What the task requires: Reproduce every line of the data below word for word, leaving out the pictures.

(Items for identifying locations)
--- begin ---
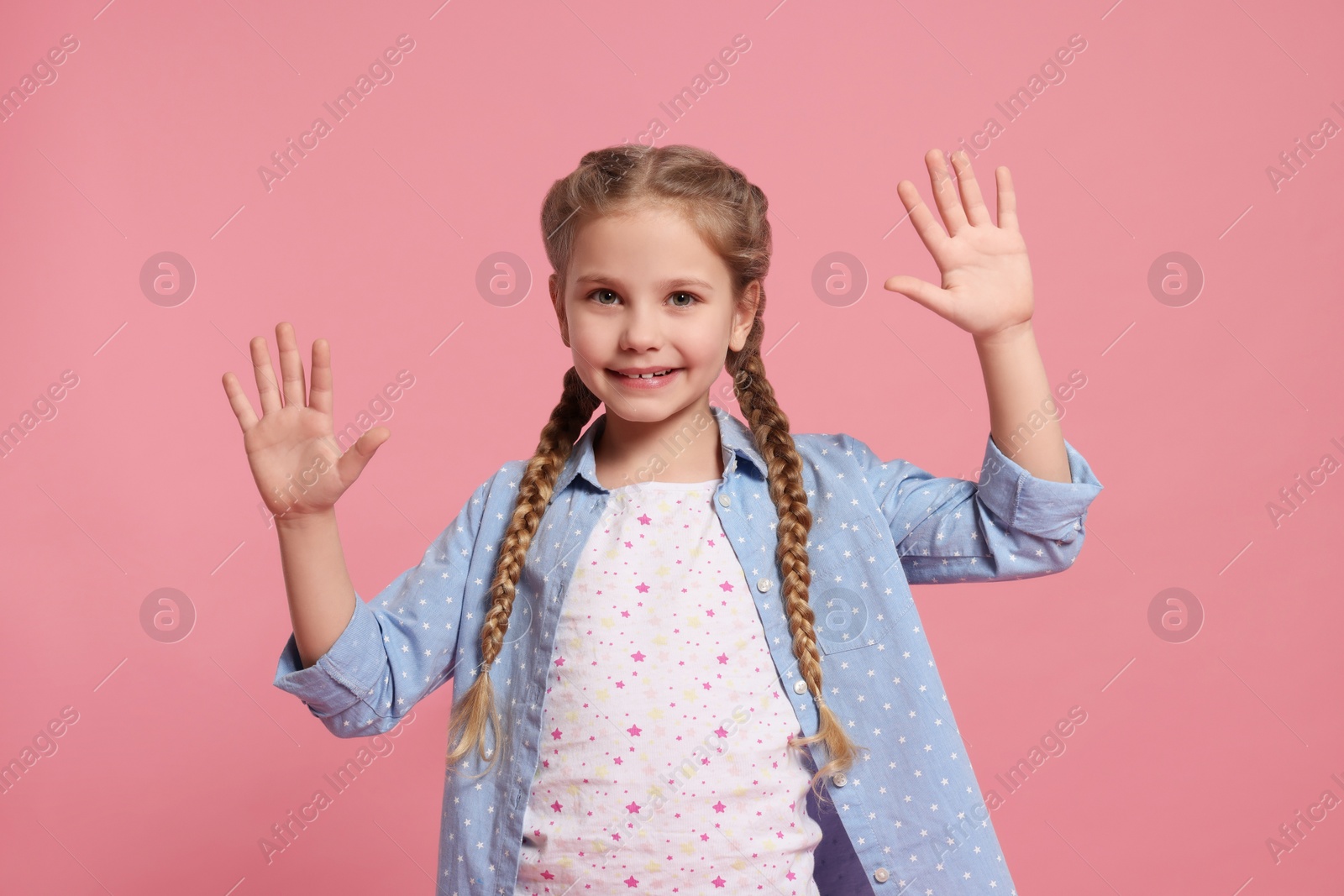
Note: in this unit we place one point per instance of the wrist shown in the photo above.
(1007, 336)
(300, 523)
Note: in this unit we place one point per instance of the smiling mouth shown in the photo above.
(644, 376)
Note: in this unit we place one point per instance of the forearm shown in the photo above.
(322, 597)
(1018, 392)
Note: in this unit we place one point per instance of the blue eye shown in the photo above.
(596, 295)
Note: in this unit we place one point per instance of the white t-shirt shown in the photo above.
(664, 763)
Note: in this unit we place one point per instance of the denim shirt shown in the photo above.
(907, 815)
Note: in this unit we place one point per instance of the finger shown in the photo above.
(1007, 199)
(320, 394)
(931, 231)
(239, 401)
(945, 192)
(266, 387)
(932, 297)
(354, 461)
(971, 197)
(291, 364)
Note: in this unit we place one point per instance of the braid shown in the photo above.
(770, 427)
(477, 705)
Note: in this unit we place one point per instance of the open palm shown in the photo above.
(295, 458)
(985, 275)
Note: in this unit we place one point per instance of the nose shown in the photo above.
(640, 327)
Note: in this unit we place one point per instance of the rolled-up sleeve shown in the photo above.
(1010, 524)
(396, 647)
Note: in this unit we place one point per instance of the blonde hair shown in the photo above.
(730, 215)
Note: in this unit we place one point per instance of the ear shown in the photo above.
(743, 316)
(558, 301)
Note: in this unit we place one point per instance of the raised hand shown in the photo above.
(295, 458)
(985, 275)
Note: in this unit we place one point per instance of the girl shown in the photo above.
(683, 647)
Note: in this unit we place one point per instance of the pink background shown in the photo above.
(1194, 417)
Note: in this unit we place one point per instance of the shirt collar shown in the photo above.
(734, 439)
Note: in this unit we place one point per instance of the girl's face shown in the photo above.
(645, 295)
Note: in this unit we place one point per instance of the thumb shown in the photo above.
(920, 291)
(354, 461)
--- end ---
Exercise output:
Note: in this unit we place one point per instance of the wrist shown in the photo above.
(1007, 336)
(300, 523)
Note: in this unit we place one point per instance of the smiling mouth shown in the photo above.
(644, 376)
Note: in this unit we place one point per instance of the forearm shown in the photo above.
(322, 597)
(1018, 392)
Note: in this unit we place one point per instance of the blue eye shown in the photo above.
(596, 295)
Note: in this unit we place one point per instance of the white t-shirt shown in the photo above.
(664, 763)
Note: in this unit we place one point per instance of the denim shirt shown in the photo above.
(907, 815)
Note: in this unit we place one point per instance of the finger shown in the photo above.
(1007, 199)
(320, 394)
(931, 231)
(239, 401)
(945, 192)
(266, 387)
(932, 297)
(354, 461)
(971, 197)
(291, 364)
Note: in this unit we place one point per instance of the braid shown in the photo above.
(770, 427)
(477, 705)
Note: in this unit we place one point per instance of the open palm shown in the photo above.
(295, 458)
(985, 275)
Note: in this unit we place one point per instance of the nose shown in the photo above.
(640, 327)
Note: in this unit we place one point per instance of the rolled-up sleeve shown in the photo above.
(1010, 524)
(396, 647)
Note: in this unit we place one point per instance of the blonde hair shown in the photo above.
(730, 215)
Note: in this unit we place one point per instance of the ear shown in the photo above.
(743, 316)
(558, 301)
Note: in this unit we place one point per instance of the raised hand shown in the photo above.
(295, 458)
(985, 275)
Note: in this unit we place one point per instance of the girl shown in the photo above.
(683, 647)
Note: in this unit we place one point per instance of the pink background shown in the photo above.
(1194, 417)
Note: in this unit we place one point per instance of the shirt collar shown in the photo above.
(734, 439)
Note: in this unit we place one point per instance of the girl's face shown in the photo above.
(645, 295)
Note: in this unit we place one point per instance of the thumb shown in the photo above.
(920, 291)
(354, 461)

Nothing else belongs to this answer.